*Task prompt*.
In full and without edits, write out the data that follows.

╔══

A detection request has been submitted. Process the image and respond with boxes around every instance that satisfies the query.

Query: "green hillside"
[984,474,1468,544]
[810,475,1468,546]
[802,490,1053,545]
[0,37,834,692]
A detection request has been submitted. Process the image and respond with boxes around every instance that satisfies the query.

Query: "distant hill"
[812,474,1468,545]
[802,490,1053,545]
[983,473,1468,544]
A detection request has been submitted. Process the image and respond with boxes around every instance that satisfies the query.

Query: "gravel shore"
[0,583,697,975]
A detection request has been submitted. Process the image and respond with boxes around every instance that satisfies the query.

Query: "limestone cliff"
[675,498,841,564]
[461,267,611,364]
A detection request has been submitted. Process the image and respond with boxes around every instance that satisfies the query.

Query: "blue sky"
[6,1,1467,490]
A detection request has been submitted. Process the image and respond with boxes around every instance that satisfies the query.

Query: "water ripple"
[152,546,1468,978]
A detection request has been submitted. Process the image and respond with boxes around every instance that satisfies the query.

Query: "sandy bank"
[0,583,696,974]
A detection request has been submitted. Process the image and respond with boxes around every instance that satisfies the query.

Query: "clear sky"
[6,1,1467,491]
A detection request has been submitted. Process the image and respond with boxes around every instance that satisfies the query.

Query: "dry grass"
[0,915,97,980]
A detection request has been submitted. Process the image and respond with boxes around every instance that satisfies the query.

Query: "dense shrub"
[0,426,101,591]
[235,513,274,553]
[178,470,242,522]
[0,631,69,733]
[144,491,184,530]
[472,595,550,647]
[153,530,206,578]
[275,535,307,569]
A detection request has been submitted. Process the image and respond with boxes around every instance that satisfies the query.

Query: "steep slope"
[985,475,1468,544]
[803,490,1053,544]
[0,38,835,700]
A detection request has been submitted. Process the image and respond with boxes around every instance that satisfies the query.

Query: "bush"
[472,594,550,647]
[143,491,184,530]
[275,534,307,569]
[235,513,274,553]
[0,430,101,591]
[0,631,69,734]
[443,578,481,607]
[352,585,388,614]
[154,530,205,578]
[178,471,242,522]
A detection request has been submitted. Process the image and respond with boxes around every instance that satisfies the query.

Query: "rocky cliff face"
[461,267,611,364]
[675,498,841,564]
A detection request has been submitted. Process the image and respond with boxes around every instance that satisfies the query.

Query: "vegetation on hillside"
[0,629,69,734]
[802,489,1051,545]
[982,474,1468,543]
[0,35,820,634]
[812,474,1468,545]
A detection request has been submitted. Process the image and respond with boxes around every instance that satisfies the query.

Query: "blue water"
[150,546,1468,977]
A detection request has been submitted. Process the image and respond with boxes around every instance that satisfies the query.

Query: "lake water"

╚══

*Answer below*.
A detection request has been submitted. Process the image and respond with boxes around every instance that satisfies the query.

Query: "green hillside"
[984,474,1468,544]
[810,475,1468,546]
[802,490,1053,545]
[0,37,834,692]
A detection request has been submitted. Process the image and respond with boxes around every instance that satisfies the query.

Query: "distant hill"
[812,474,1468,545]
[802,490,1053,545]
[983,473,1468,544]
A detection request has been submitted. Process the image and respond with boxes around every instance that satisfies the query.

Query: "gravel shore"
[0,583,697,975]
A detection request has been submitted. Process the image and respond with boxes around every instance that satisfies the query.

Query: "limestone cliff"
[675,498,841,564]
[461,267,611,364]
A detection request has been submitted. Process the image and respond with boxes around every instance that satisfies the query.

Query: "blue sky"
[6,1,1467,490]
A detection request has been submitted. Process the image and respond with boxes around every instance that satisfies the query.

Query: "water ripple"
[152,546,1468,978]
A detection request has been submitted. Process the image and respond with boxes around every instance that satisfies the query.

Query: "sandy bank"
[0,583,696,974]
A detection request has been submitted. Process the image and respond with boxes around every instance that satisfies the query.

Query: "clear sky"
[6,1,1467,491]
A detection request has been submitted. Process the image and respond with boxes around every instance that satisfies the query.

Query: "dry grass"
[0,915,97,980]
A detection request has been submitted. Process the image and respond with boxes around every instance that satisfies the query.

Query: "dense shrub"
[0,426,101,591]
[235,513,274,553]
[178,470,242,522]
[0,631,69,733]
[144,491,184,530]
[472,595,550,647]
[153,530,206,578]
[275,535,307,569]
A detection request has been submitted. Process the image and respond with boxes around every instance that satisfies the query.

Query: "steep slope"
[985,475,1468,544]
[803,490,1053,544]
[0,38,835,700]
A detection request has been submitted. Process the image and respond with boxes around every instance that satisfies the query.

Query: "bush"
[472,594,550,647]
[143,491,184,530]
[275,534,307,569]
[235,513,274,553]
[0,430,101,591]
[0,631,69,734]
[443,578,481,607]
[352,585,388,614]
[154,530,205,578]
[178,471,242,522]
A detection request has been submitted. Process the image and respond with boxes around every instance that satisfies the query.

Query: "rocky cliff face"
[461,267,611,364]
[675,498,841,564]
A detection request has been submitted. Process the image and respond with boxes around every instance that satisfies the query.

Query: "vegetation on hillside"
[0,629,69,734]
[802,489,1051,545]
[982,474,1468,543]
[0,35,820,634]
[812,474,1468,545]
A detection request has been submitted. Process the image and respond with boxes around every instance that satisfies the query.

Query: "blue water"
[150,546,1468,977]
A detection request has been submitted. Process the image and respond with boxes around every instance that satisfies the query.

Query: "lake water"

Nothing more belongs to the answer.